**Exercise prompt**
Please list every effect that the workforce text below says the "Great Resignation" is causing.

**Supplied text**
• • • • •

Third, McGowan shared data from the CDC that shows Americans are experiencing more depression and/or anxiety: over 40% today versus 6-8% before the pandemic.  We have an emerging mental health crisis that is (or certainly will) impact our organizations.

Separate – but possibly related – people are checking out: over 4 million people resigned in August alone (nearly 3% of the workforce), and Microsoft estimates that up to 40% of US workers may resign in the next 12 months. Whether it’s stress, burnout, “pandemic epiphanies,” employer dissatisfaction, or for other reasons, the “Great Resignation” as it’s now called is causing workforce shortages in most if not all sectors and industries, causing severe capacity constraints, service disruptions, and impact to profitability.  Many predict that this situation may last a decade.

Implications:

  • Leaders must now reconsider how they process information and make decisions, appreciating diverse perspectives and leveraging the collective knowledge of their teams. 
  • Organizations need to value collaboration over competition: the collective intelligence – the blending of skills is what will create future success.  Therefore, performance management and career advancement systems need to reward collaboration and discovery over a competitive zero-sum game.
  • In other words, leaders need to create what Dr. Amy Edmonson of Harvard has called “psychologically safe” work environments – those that focus on dependability/accountability, clarity, meaning, and purpose.  Workers need to feel safe to speak up, challenge assumptions, and take risks without the fear of reprisal.
  • Organizations need to be more comfortable in allowing employees to focus on outputs, not input (time, or punching the clock).  Allow your team to work wherever, whenever they prefer to, so long as they are achieving their goals and producing value.
  • Organizational structures will continue to change, shifting from rigid hierarchies to more fluid teams, task forces, and even “free agents” (those temporary 1099 employees who come in temporarily to help solve problems by lending specific expertise to the organization).
  • Organizations should invest in more services that support their workforce’s mental health.  In addition, if humans are organizations’ greatest assets, they should start viewing mental health services as a benefit to the organization as much as it is to the individual employee.
  • Organizations should shift to valuing human wellness and human potential as much (or more so) than valuing products and tangible assets.

Where We Work

McGowan didn’t have a great deal to share about where work gets done.  In fact, she says the transition we’re currently in will take a few years to sort out.  But she did declare that virtual (or hybrid) work models are here to stay – that working from home (or quite possibly some sort of technology-enabled metaverse, though that certainly remains to be seen) will likely forever change where work gets done.

• • • • •

**Extracted material**
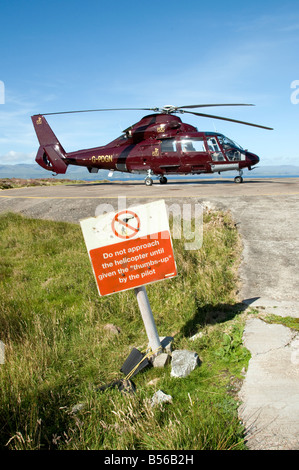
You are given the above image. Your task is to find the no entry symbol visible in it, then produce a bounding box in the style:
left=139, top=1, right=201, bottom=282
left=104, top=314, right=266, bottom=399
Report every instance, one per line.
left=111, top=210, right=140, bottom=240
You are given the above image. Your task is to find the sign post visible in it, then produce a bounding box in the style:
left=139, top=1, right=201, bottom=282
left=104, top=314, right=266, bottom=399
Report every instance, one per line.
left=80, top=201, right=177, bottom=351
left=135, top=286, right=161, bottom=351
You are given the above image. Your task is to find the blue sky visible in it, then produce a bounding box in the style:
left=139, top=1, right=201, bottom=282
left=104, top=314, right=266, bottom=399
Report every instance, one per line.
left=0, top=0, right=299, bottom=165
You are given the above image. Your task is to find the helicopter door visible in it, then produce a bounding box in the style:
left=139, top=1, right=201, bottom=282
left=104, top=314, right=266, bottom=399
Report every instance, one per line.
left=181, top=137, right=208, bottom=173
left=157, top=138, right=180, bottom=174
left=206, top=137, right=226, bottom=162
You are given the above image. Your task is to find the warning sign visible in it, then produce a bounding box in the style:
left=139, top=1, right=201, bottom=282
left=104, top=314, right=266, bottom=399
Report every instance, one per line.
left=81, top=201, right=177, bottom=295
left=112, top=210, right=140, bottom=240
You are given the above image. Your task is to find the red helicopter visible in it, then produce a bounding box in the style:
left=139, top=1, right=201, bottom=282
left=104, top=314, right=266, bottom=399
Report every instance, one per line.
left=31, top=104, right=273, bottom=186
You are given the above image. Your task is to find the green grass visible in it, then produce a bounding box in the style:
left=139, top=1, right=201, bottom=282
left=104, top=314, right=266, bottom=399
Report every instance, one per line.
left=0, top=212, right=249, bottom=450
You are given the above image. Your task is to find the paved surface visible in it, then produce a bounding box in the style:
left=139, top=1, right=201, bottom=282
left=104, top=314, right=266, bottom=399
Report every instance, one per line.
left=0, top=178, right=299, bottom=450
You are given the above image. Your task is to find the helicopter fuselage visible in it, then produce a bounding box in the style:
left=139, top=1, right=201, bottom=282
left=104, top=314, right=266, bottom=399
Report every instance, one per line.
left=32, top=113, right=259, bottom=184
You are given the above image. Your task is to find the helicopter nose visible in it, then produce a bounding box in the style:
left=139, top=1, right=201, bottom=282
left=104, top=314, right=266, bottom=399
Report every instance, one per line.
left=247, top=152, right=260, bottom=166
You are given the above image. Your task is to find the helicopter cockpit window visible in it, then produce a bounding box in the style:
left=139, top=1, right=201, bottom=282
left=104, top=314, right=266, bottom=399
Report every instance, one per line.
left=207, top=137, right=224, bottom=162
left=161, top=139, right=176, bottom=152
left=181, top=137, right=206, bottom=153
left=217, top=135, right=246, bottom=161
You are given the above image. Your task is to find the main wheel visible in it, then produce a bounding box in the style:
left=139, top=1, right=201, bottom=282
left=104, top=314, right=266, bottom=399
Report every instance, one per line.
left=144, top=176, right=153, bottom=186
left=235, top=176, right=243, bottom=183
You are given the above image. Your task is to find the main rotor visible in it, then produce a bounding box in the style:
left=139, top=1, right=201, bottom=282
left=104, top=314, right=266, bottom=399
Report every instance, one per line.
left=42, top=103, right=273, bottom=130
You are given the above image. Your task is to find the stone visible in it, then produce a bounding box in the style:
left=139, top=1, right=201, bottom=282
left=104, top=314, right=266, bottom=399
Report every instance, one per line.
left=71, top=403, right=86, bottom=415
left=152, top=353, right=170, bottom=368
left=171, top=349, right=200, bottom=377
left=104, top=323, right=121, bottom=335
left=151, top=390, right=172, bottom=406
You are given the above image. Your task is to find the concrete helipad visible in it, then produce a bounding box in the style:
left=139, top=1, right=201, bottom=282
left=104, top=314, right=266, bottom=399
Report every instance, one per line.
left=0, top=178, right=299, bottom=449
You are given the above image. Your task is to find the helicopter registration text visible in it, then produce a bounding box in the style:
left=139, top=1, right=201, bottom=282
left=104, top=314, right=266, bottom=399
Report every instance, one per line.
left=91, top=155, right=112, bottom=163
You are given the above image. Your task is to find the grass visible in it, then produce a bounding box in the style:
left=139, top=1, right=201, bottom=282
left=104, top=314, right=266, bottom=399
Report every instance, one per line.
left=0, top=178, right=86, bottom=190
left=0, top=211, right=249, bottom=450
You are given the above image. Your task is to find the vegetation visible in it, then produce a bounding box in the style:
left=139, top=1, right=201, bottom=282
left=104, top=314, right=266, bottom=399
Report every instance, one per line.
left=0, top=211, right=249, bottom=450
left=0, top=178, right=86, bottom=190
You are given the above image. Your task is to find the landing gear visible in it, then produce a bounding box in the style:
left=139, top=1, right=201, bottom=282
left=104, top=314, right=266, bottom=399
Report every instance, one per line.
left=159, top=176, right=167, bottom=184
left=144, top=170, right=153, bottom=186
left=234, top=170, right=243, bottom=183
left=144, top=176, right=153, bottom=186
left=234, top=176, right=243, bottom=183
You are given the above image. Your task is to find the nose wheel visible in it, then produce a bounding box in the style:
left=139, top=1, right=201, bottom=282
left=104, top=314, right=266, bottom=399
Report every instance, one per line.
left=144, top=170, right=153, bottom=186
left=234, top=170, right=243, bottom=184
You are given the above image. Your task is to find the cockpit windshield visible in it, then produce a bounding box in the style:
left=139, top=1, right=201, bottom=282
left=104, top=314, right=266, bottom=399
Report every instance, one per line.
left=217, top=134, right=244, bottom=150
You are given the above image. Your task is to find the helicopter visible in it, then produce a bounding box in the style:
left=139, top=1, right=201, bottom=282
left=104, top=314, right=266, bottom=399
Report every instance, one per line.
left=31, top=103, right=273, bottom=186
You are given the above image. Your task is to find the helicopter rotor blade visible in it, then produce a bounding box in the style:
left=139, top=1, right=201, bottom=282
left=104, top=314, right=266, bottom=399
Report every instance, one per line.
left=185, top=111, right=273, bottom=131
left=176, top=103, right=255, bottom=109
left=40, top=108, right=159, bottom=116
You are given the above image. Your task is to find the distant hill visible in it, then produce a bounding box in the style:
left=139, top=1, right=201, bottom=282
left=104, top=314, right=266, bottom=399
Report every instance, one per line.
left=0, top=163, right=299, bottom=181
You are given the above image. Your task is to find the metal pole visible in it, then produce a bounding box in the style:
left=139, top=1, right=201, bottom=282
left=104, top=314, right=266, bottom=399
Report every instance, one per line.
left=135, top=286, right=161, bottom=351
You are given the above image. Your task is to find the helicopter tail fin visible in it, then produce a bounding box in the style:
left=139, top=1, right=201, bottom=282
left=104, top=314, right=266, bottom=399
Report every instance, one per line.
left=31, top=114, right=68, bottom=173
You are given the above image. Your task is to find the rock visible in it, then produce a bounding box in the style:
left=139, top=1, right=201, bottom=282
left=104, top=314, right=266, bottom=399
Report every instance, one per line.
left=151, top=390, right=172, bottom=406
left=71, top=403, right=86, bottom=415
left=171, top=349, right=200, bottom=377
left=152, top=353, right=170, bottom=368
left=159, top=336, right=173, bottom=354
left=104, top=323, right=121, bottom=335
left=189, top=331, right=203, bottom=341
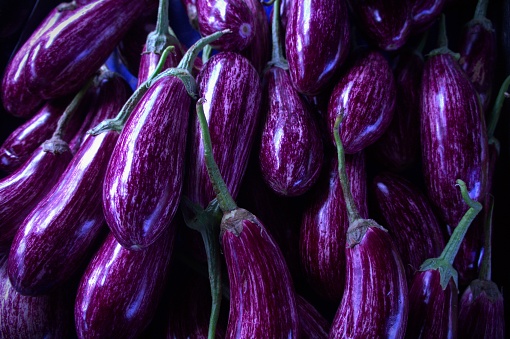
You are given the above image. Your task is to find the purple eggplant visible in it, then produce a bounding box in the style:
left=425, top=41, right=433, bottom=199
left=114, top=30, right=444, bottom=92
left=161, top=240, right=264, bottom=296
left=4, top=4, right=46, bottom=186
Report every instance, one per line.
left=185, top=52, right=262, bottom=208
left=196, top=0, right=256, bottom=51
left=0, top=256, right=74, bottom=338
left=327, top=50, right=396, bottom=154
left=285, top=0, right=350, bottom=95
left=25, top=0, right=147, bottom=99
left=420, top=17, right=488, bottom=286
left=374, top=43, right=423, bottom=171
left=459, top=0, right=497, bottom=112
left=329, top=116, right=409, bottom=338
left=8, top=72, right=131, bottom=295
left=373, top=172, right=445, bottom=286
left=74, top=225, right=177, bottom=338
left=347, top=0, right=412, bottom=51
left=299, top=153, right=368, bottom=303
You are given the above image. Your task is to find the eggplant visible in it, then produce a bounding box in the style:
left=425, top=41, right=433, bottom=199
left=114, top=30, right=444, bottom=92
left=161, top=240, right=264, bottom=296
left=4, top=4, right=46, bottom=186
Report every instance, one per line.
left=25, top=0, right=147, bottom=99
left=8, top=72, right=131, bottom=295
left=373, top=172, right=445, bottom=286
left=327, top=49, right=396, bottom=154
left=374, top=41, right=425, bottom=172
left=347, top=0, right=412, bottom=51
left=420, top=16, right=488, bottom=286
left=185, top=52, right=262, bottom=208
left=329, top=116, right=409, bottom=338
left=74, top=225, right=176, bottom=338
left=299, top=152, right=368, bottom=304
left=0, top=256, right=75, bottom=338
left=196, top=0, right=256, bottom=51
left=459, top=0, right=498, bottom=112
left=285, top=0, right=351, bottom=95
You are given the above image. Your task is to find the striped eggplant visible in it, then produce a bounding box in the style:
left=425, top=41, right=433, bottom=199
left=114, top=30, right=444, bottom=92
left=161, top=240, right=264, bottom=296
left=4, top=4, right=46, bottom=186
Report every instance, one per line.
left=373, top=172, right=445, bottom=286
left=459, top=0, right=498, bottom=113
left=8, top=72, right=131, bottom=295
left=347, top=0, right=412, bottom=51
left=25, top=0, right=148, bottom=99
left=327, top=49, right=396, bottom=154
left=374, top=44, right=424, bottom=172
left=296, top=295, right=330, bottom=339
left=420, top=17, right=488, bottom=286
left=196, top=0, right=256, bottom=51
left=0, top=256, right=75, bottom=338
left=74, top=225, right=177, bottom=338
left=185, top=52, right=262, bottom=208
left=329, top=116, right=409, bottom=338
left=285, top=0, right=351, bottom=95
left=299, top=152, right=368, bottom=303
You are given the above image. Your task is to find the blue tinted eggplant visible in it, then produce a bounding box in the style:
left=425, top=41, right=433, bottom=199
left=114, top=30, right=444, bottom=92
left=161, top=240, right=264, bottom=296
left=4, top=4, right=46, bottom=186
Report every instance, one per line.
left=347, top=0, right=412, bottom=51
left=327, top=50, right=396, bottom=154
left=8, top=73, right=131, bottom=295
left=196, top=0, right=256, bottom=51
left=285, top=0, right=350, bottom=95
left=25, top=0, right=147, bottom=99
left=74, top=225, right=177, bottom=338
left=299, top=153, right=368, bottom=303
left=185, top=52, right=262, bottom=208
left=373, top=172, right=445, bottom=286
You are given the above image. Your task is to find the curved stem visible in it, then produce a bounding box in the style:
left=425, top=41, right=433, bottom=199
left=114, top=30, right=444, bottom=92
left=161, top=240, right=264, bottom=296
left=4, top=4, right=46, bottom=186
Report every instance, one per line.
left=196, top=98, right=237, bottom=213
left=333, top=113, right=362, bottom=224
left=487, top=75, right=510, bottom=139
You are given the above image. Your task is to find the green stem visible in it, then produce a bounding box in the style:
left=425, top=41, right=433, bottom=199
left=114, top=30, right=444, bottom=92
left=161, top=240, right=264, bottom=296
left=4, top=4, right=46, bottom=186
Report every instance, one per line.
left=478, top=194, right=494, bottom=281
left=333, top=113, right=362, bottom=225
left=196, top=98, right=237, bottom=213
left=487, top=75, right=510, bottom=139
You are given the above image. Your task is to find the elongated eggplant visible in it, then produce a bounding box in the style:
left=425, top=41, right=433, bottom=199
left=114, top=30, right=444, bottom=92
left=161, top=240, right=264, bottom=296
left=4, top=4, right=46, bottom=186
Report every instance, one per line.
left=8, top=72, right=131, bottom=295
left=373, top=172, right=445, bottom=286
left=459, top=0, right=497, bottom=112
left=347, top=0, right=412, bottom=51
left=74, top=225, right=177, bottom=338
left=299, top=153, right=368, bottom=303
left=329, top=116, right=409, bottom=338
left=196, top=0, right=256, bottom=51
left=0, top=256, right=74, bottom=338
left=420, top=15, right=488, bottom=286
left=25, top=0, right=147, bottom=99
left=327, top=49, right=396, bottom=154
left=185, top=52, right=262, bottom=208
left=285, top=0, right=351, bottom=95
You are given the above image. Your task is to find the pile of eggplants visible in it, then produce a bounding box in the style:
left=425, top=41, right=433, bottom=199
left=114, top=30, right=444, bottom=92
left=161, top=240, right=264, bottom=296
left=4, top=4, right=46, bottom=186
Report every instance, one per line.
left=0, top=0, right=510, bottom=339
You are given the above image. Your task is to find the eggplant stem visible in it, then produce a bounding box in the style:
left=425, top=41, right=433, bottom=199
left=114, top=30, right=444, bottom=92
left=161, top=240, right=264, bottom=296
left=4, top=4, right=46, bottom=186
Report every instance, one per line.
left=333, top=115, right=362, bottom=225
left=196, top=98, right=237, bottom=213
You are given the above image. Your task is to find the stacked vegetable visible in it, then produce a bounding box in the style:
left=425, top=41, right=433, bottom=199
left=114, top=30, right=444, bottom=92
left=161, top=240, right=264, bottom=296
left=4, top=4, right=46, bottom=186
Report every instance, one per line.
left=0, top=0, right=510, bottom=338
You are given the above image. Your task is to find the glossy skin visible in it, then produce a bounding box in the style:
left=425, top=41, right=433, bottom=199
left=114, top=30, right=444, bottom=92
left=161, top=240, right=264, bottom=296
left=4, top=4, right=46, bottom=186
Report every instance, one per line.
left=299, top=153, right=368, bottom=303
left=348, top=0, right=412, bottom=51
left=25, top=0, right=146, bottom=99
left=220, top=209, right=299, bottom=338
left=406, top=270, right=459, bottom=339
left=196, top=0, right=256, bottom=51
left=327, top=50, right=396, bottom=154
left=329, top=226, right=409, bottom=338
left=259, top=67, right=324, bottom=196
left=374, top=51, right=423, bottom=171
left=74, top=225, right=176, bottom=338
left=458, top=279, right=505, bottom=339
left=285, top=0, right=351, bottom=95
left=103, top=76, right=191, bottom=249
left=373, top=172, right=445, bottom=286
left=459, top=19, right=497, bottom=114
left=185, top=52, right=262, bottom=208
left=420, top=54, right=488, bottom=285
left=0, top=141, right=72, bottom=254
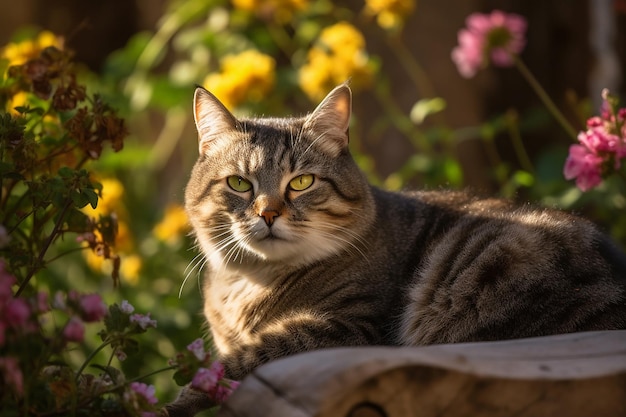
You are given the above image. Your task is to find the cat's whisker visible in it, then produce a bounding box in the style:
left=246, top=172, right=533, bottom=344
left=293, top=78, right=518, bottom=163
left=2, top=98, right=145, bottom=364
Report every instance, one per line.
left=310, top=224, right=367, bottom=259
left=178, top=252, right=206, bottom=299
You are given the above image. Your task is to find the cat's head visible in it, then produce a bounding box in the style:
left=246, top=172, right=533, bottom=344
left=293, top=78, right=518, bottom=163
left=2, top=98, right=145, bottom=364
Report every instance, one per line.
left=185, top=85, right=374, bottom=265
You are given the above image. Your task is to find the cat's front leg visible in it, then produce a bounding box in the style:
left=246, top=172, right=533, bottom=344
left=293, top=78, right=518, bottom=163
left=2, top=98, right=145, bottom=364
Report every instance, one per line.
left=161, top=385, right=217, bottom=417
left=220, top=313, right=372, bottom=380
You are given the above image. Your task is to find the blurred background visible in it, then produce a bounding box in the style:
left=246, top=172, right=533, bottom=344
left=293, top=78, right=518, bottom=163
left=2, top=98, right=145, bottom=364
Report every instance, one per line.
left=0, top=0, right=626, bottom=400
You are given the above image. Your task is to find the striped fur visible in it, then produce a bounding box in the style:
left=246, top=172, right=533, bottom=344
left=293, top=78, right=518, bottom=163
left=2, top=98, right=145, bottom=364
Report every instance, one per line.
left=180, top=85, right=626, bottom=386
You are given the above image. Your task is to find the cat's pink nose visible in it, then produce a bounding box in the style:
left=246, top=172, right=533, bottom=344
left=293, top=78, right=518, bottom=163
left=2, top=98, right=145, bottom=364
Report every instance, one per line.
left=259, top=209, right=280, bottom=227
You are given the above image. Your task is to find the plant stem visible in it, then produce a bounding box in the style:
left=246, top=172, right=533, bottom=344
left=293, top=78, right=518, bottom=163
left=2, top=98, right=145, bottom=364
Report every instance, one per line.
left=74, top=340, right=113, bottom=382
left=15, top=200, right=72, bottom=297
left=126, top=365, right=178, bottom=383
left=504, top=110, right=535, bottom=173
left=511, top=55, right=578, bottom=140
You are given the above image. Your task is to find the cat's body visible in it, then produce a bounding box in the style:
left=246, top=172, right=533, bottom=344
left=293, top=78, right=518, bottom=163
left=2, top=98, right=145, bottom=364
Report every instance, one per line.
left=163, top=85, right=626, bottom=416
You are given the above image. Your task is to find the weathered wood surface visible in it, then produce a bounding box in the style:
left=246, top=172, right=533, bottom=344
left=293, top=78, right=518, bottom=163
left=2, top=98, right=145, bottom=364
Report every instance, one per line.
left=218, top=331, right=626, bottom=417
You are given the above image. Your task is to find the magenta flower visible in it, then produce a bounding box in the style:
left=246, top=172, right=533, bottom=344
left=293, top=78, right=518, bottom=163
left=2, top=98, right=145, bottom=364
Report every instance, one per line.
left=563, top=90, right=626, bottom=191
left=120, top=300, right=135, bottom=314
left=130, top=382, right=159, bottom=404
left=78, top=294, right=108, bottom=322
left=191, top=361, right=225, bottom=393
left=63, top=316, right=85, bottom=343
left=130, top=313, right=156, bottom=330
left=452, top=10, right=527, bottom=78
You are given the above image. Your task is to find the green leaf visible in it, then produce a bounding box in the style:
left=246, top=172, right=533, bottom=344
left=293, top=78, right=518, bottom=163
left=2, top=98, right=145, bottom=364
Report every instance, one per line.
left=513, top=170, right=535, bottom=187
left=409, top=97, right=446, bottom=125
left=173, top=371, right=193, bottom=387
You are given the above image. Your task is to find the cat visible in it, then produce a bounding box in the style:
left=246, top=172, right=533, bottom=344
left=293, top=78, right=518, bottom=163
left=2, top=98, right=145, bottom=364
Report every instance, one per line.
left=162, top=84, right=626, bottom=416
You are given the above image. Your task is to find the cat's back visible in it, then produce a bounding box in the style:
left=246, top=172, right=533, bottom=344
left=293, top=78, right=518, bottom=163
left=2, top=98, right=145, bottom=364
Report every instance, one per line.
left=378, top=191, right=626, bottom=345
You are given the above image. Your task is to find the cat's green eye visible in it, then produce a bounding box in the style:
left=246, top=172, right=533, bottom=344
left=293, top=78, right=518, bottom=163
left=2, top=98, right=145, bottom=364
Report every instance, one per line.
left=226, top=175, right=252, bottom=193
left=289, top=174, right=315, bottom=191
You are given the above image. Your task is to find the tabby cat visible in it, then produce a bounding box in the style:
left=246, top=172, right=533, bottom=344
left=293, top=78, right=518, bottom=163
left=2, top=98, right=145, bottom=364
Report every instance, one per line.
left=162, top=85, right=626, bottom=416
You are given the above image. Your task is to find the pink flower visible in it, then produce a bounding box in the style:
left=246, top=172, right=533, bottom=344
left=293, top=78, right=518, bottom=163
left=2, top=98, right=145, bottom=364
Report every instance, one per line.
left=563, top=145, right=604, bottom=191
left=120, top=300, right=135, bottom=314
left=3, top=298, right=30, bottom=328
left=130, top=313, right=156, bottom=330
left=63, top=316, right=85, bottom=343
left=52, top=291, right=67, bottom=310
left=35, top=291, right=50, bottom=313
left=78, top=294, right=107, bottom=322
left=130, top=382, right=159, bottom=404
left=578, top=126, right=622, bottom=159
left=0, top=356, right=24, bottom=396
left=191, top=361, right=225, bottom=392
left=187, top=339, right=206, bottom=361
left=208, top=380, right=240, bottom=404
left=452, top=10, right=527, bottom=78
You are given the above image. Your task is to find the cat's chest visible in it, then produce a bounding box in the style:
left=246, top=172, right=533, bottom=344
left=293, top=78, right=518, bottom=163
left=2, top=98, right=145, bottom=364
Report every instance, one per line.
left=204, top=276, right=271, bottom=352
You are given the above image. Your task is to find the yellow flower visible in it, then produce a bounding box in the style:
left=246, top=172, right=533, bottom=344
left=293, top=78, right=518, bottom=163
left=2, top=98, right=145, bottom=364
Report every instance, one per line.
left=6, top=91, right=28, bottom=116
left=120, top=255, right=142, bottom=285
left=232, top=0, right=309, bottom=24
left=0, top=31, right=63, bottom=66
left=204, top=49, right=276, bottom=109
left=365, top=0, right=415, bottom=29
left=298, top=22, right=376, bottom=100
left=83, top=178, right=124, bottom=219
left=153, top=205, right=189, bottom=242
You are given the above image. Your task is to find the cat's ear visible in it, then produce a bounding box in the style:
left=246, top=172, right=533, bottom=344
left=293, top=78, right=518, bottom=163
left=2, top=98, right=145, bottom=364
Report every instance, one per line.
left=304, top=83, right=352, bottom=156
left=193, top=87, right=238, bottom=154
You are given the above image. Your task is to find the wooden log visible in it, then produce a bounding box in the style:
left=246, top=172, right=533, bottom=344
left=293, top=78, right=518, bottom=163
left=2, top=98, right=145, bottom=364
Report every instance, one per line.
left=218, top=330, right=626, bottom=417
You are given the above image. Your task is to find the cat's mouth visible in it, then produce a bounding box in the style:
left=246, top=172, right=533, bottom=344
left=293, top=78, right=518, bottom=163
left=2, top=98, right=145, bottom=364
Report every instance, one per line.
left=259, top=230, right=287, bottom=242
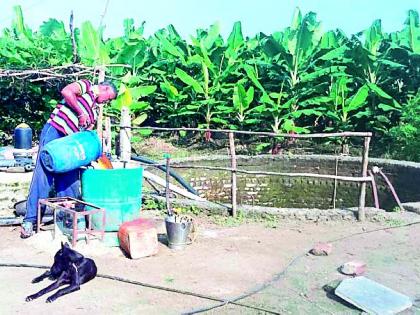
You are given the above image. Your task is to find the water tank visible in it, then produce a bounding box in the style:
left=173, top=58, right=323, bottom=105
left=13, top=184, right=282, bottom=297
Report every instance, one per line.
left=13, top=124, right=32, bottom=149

• • • • •

**Answer to the problem**
- Workforce shortages in most if not all sectors and industries
- Severe capacity constraints
- Service disruptions
- Impact to profitability